* TASK TO COMPLETE
Exactly as written, restate the material below from its first line through the line containing "rough mask: <svg", and stop there.

----------------------------------------

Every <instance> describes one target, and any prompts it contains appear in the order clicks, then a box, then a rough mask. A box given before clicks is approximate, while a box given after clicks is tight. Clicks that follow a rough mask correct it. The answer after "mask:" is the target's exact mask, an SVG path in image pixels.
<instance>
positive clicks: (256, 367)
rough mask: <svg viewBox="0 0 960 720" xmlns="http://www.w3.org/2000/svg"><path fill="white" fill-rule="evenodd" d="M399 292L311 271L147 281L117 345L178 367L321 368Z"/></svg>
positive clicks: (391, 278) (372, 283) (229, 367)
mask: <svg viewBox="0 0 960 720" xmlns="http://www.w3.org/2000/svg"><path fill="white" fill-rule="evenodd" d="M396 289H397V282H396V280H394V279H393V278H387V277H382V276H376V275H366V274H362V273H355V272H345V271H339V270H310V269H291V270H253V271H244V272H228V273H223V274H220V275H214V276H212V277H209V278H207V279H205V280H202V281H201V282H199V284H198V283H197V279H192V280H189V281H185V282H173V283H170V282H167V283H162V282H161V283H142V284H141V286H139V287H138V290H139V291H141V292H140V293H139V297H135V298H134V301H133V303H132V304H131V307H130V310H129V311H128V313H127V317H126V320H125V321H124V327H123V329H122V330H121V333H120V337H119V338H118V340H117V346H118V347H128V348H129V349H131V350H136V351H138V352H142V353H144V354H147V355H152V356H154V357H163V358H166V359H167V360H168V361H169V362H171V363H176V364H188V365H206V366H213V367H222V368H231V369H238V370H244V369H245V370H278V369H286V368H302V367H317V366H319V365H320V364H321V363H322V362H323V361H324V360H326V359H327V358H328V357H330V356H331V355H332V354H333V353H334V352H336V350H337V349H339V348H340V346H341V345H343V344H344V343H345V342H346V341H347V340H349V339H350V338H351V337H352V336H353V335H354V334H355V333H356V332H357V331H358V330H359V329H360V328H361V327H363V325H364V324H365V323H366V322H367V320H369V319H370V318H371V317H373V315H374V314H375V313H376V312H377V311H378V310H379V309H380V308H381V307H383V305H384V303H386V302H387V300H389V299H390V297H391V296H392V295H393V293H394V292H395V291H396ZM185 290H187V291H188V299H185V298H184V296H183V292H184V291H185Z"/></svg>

----------------------------------------

* RESPONSE TO THE EXERCISE
Every <instance> describes one target, and any prompts it contains appear in the order clicks, then a box, then a rough mask. A box given before clicks is approximate, while a box given after clicks is tight. Clicks that follow a rough mask correct it. The answer after "mask:" is the target's exact mask, an SVG path in image pixels.
<instance>
positive clicks: (256, 367)
rough mask: <svg viewBox="0 0 960 720" xmlns="http://www.w3.org/2000/svg"><path fill="white" fill-rule="evenodd" d="M399 292L311 271L147 281L117 345L178 367L321 368Z"/></svg>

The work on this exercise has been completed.